• **Page text**:
-- START --
Re: [Neo4j] Fwd: Sync databases

2011-09-14 Thread Xavier Shay
 From: *Eddy Respondek* eddy.respon...@gmail.com
 Date: Wed, Sep 14, 2011 at 11:30 AM
 To: gremlin-us...@googlegroups.com


 This may be a little off topic but maybe someone has done something similar
 before.

 Basically I have a separate Wordpress site (php/mysql) which I've been
 extending significantly and I've setup another server on the same network
 for graph db testing (neo4j/tinkerpop/python-bulbs). I'm confident with my
 graph setup now and would like to attempt to get something small into
 development so I can monitor the results. I want to do a simple like
 relationship between users and articles.

 That means I need to keep an identical index of user ids and article ids in
 the graph db. I know how to update the id's when a new user or article is
 created, deleted, etc. What I don't know is the correct way to ensure data
 integrity in case something goes wrong like the graph db server crashes,
 etc.

 Does anyone have any thoughts on the best way to do this?

I store the last loaded IDs as properties on the root node, then every time
my sync script is run it loads everything from those IDs forward, checking
as it goes that it doesn't create duplicates. It's not the fastest way, but
it's robust. If the graph DB becomes corrupt, you roll back to the latest
back up and rerun the sync.

(We have the advantage that our data is immutable - you'll need some extra
changes if that isn't the case for you, but can use the same general
technique)
-- END --
• **What you need to do**:
A. Answer these questions from the Neo4j sync thread:
(i) What relationship between users and articles does the first poster want to set up?
(ii) Where does the reply store the last loaded IDs?
(iii) According to the reply, what should be done if the graph DB becomes corrupt?
B. Extend the Neo4j sync thread by writing what follows its final parenthetical remark.

• **Source material**:
-- START --
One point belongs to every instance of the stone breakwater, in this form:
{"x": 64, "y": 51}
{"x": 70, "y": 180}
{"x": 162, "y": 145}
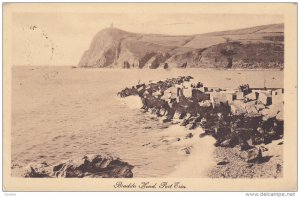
-- END --
• **Answers given**:
A.
(i) A simple like relationship.
(ii) As properties on the root node.
(iii) Roll back to the latest backup and rerun the sync.

B.
Xavier
___
Neo4j mailing list
User@lists.neo4j.org
https://lists.neo4j.org/mailman/listinfo/user


[Neo4j] Returning arbitrary data from gremlin

2011-09-11 Thread Xavier Shay
Hello,
I've been playing with Gremlin over the weekend - thanks to all the help
provided already on other threads, it has been really useful.

I'm trying to optimize a query that currently takes three HTTP requests
(index fetch, traverse, batch get for node data) by writing a Gremlin script
and executing that over the REST API. I have it working, but it's somewhat
clunky in the way it gets the data out:

  t = [];
  start = g.v(3);
  for (i in 1..5) {
start = start.
  outE.except(t).sideEffect { t.add(it) }.inV.
   inE.except(t).sideEffect { t.add(it) }.outV;
  };
  start  -1;
  t = t.collect {
outN = it.outV.toList().get(0);
inN  = it.inV.toList().get(0);
[outN.type, outN.key, inN.type, inN.key].join(,);
  };
  t.join(:)

(The sideEffect bit is to ensure breadth first ordering - trying to copy
the behavior of traverse/relationships)

I feel I should be able to use the Table object, but couldn't figure it out
(is there explicit API documentation for it anywhere?)
Ideally, I'd like to return a custom JSON object, something like:
[{type: outN.type, key: outN.key}, {type: inN.type, key, inN.key}]

...but I couldn't see an easy way of constructing that.
What I have already is trivial to parse, so it's not a big deal, but it's a
bit messy.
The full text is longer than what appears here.